* BEGIN Dataset excerpts *

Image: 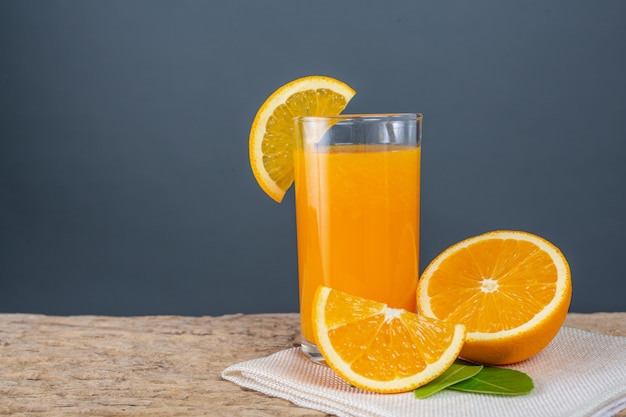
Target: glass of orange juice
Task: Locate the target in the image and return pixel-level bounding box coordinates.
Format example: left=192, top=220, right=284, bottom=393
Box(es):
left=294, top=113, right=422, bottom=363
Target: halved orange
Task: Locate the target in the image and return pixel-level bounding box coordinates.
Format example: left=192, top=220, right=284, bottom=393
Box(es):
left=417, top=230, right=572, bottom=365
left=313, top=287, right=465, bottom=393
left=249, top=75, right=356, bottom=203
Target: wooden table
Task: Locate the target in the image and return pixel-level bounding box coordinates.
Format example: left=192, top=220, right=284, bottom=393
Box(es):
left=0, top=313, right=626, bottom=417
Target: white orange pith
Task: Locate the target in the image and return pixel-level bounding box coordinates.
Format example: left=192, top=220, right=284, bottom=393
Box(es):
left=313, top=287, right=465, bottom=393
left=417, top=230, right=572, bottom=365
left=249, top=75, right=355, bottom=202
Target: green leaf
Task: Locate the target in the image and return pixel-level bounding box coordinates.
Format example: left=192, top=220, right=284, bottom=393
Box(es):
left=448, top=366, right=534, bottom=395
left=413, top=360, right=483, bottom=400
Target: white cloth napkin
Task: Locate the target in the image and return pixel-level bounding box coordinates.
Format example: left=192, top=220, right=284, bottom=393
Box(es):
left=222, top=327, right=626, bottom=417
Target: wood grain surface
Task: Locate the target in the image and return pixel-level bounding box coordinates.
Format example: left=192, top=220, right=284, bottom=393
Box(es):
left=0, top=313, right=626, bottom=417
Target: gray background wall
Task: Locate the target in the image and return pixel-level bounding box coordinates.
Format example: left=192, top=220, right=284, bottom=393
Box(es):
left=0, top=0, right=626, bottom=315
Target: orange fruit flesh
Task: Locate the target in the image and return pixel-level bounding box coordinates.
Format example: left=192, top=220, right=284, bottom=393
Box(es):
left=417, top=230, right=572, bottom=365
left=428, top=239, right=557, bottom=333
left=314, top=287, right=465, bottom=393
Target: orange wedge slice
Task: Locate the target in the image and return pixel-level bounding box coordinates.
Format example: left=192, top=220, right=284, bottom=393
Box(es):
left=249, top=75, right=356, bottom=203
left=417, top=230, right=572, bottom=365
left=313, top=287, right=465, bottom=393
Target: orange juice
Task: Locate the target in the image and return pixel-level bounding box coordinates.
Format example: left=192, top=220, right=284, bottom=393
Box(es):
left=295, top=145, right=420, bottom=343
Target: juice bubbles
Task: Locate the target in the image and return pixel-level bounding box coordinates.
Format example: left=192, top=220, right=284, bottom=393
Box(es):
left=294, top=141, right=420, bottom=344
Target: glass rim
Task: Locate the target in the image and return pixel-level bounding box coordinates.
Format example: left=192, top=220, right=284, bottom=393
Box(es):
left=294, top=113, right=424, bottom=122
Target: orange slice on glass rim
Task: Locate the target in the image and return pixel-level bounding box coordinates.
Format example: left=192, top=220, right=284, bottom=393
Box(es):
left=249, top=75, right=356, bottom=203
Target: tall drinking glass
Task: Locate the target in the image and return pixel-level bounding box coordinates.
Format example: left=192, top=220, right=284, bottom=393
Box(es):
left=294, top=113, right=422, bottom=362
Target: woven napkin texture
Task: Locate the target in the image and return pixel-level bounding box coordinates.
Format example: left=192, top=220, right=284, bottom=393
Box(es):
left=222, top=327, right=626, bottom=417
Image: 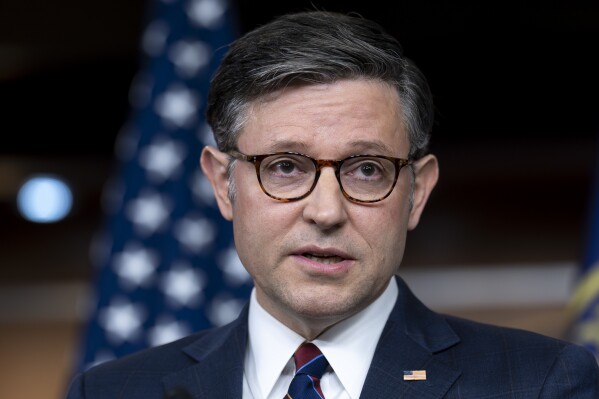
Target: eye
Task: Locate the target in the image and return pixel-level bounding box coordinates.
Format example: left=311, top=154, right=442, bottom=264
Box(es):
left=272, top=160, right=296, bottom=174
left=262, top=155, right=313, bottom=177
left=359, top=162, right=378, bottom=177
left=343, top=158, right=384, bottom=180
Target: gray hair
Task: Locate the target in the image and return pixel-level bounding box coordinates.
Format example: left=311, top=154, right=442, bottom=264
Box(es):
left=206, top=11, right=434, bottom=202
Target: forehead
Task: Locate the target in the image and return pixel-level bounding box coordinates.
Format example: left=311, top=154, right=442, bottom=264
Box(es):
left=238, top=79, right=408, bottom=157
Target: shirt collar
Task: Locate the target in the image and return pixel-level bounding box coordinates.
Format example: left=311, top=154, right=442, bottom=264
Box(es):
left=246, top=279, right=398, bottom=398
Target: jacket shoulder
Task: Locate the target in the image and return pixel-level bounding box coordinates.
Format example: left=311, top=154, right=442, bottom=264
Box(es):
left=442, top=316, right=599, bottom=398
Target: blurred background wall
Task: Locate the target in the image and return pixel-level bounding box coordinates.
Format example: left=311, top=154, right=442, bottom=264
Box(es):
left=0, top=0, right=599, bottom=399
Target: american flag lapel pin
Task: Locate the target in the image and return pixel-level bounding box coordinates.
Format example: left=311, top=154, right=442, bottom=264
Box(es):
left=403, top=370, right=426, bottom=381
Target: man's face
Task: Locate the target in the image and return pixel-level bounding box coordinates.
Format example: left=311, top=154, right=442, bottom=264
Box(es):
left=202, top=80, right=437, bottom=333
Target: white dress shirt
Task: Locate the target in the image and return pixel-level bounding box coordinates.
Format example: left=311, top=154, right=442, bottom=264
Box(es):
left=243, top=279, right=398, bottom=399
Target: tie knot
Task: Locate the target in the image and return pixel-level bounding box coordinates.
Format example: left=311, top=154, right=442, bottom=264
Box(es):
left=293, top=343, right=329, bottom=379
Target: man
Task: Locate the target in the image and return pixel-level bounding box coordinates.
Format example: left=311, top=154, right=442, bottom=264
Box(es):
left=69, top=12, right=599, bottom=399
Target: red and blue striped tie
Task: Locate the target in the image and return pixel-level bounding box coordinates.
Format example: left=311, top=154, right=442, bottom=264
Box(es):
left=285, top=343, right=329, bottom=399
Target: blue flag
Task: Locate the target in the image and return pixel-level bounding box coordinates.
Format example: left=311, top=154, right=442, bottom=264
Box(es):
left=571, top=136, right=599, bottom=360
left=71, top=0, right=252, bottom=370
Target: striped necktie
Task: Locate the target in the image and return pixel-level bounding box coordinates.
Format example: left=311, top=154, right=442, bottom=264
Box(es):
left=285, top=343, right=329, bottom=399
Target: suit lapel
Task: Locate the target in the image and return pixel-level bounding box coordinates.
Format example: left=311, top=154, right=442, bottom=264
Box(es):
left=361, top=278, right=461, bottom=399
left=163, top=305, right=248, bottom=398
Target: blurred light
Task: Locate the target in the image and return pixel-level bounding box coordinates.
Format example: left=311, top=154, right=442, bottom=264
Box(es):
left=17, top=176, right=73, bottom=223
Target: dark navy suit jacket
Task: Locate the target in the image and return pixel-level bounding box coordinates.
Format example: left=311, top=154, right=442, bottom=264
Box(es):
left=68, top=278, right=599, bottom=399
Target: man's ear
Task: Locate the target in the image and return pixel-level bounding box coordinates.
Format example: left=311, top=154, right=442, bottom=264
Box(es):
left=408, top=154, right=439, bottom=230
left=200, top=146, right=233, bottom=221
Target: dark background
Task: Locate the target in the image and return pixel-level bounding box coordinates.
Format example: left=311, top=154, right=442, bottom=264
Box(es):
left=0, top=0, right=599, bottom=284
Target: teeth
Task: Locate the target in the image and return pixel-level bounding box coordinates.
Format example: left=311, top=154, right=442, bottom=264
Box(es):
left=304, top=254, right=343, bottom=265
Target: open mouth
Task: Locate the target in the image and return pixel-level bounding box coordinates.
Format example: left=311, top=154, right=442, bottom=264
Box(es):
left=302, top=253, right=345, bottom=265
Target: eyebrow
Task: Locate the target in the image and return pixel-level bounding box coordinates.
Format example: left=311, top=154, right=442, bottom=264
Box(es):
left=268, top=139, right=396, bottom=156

* END Dataset excerpts *

▶ **Task requirements**
Reproduce verbatim the lines of the data above, starting at the line that contains "Target: orange wedge slice" and stopping after the line that contains "left=294, top=113, right=422, bottom=362".

▶ **Finished task**
Target: orange wedge slice
Task: Locate the target in the image and return pixel-level bounding box coordinates.
Format example: left=192, top=220, right=284, bottom=393
Box(es):
left=249, top=75, right=356, bottom=203
left=417, top=230, right=572, bottom=365
left=313, top=287, right=465, bottom=393
Target: orange juice
Task: Locate the target in the image and return pixel-level bounding box coordinates.
Format example: left=192, top=220, right=284, bottom=393
Box(es):
left=295, top=145, right=420, bottom=343
Target: juice bubbles
Task: Locate the target in the image and return pixel-level bounding box coordinates.
Format example: left=192, top=220, right=284, bottom=393
Box(es):
left=294, top=141, right=420, bottom=344
Target: glass rim
Task: Locate the target in the image and return pixel-level bounding box coordinates.
Format example: left=192, top=220, right=284, bottom=393
Box(es):
left=294, top=113, right=424, bottom=122
Target: orange slice on glass rim
Task: Locate the target in the image and return pixel-level bounding box coordinates.
Format example: left=192, top=220, right=284, bottom=393
Box(es):
left=249, top=75, right=356, bottom=203
Target: tall drinking glass
Task: Locate the target in the image and return pixel-level bounding box coordinates.
Format example: left=192, top=220, right=284, bottom=393
Box(es):
left=294, top=113, right=422, bottom=362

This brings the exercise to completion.